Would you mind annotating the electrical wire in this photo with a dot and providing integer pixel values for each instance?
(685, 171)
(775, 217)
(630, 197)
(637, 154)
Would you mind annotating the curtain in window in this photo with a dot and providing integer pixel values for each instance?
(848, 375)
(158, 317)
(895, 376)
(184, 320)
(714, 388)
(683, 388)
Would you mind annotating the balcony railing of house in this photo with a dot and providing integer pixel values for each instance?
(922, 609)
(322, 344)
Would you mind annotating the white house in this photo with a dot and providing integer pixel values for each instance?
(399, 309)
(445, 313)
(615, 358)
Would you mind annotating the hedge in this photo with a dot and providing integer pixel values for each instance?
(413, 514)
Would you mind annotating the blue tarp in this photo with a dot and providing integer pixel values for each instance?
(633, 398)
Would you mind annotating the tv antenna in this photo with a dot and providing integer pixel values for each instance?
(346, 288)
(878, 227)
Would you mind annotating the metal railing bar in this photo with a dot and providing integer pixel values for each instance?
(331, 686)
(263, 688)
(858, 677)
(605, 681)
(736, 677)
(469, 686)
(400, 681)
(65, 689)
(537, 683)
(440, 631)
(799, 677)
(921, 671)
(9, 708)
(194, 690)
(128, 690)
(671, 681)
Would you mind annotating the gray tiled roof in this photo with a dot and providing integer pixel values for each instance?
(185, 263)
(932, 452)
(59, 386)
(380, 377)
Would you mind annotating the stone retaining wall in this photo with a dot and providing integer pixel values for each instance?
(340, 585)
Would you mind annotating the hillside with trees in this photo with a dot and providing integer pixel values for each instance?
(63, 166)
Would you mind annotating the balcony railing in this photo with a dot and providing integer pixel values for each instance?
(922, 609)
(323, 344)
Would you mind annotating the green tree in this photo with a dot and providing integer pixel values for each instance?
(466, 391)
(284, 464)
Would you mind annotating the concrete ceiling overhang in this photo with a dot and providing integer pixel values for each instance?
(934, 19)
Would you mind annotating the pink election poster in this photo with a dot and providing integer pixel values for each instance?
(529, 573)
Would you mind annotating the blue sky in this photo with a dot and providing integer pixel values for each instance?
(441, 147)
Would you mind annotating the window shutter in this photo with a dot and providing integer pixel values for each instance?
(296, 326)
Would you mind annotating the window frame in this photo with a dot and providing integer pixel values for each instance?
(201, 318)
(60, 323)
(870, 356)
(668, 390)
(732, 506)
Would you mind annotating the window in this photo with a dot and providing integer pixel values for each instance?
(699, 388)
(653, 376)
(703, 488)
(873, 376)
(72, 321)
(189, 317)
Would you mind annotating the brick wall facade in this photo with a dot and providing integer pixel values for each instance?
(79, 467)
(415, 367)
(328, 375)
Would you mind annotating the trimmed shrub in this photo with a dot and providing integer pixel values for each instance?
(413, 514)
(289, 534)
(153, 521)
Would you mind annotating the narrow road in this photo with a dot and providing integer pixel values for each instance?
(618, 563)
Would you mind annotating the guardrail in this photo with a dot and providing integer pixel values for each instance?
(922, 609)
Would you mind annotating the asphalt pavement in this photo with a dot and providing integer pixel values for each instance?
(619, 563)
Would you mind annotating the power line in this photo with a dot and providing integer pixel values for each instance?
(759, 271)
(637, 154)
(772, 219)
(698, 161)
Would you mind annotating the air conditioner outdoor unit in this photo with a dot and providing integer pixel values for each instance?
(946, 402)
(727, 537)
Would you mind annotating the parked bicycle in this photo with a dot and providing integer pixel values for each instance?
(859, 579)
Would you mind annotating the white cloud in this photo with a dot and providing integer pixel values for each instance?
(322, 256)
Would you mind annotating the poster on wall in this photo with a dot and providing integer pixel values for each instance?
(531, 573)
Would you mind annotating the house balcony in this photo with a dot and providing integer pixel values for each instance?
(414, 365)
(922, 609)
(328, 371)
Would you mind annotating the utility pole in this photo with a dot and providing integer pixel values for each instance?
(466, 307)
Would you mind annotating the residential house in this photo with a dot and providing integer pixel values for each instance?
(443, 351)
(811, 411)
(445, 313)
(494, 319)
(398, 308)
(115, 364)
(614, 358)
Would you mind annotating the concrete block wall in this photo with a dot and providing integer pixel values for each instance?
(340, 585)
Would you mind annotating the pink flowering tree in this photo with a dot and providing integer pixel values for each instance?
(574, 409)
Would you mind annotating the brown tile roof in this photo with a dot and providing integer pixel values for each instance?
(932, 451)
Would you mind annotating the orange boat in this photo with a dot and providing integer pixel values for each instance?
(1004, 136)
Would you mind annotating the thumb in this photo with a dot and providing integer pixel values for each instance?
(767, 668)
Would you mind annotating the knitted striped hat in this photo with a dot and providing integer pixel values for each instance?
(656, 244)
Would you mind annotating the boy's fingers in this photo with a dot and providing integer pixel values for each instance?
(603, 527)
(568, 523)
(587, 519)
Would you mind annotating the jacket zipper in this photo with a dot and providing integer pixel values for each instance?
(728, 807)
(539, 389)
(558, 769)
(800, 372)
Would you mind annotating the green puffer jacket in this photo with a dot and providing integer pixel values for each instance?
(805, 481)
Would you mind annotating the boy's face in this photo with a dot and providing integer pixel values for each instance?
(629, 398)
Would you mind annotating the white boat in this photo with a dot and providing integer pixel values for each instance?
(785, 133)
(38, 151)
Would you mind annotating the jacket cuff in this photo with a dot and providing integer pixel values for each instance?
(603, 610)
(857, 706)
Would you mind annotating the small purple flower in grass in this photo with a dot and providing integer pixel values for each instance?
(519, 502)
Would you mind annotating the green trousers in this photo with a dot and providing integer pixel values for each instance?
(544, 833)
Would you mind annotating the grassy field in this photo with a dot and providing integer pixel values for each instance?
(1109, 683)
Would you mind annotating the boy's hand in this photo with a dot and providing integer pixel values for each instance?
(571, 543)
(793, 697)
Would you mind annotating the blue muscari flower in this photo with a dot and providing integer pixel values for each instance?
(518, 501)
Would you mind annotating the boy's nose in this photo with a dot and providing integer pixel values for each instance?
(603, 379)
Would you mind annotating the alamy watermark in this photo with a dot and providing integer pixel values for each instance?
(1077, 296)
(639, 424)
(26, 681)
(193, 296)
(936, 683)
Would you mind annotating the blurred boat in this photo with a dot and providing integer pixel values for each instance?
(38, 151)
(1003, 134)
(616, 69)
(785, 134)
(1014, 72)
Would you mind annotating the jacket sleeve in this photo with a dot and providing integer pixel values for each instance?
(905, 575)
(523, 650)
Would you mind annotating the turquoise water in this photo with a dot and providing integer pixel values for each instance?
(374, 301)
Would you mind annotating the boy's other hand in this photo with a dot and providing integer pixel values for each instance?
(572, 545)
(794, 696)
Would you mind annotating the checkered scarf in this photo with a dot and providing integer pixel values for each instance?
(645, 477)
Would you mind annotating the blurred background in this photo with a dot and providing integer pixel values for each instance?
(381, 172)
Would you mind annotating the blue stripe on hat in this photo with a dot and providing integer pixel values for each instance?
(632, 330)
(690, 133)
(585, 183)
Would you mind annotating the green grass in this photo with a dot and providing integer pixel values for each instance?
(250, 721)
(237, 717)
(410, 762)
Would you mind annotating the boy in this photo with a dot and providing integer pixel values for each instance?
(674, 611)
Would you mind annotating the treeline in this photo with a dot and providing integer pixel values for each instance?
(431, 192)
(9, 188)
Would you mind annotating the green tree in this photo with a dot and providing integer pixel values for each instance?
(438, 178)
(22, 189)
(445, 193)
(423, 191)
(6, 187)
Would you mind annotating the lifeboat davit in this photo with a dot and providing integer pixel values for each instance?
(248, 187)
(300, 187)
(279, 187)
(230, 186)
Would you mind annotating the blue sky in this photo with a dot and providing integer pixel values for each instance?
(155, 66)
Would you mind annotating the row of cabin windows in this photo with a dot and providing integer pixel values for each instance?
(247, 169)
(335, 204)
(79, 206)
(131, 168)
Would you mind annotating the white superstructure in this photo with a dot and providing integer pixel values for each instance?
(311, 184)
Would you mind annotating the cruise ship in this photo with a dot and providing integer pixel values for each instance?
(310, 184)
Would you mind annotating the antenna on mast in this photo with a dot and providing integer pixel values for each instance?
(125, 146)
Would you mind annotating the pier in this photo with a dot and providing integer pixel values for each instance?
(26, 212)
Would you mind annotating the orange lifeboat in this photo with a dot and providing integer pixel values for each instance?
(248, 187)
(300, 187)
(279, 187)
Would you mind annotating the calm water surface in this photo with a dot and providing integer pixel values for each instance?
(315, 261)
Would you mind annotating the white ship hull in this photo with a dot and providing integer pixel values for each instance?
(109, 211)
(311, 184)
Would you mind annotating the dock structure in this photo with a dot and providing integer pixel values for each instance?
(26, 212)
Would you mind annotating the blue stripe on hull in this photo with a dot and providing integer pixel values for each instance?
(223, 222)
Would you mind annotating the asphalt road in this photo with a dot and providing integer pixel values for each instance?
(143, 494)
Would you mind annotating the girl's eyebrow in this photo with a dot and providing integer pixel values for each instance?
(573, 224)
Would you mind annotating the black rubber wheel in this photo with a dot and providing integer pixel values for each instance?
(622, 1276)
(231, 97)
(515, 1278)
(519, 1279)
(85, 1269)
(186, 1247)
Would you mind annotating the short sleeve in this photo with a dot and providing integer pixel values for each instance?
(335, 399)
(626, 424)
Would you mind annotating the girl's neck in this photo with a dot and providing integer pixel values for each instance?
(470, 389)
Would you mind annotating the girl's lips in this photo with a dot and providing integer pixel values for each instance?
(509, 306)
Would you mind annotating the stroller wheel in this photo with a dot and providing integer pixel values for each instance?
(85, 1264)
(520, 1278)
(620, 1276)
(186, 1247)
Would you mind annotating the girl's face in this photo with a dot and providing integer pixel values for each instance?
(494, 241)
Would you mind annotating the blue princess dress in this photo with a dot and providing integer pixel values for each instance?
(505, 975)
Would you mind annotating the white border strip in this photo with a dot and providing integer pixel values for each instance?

» TASK BRIEF
Output nothing but the lines from the one that contains "Would you mind annotating the girl's face" through the final line of the entries above, exactly as they appear.

» ANSWER FOR THIS EXERCISE
Would you mind annotating the girl's face in this photo with a dot and providing integer pixel values for each instance?
(494, 241)
Would you mind annotating the blue princess dress in this photo with a dot and providing integer pixel values for each instance?
(505, 975)
Would you mind annotating the white border strip in this photo with a dot and providing integer pixel values for each instance?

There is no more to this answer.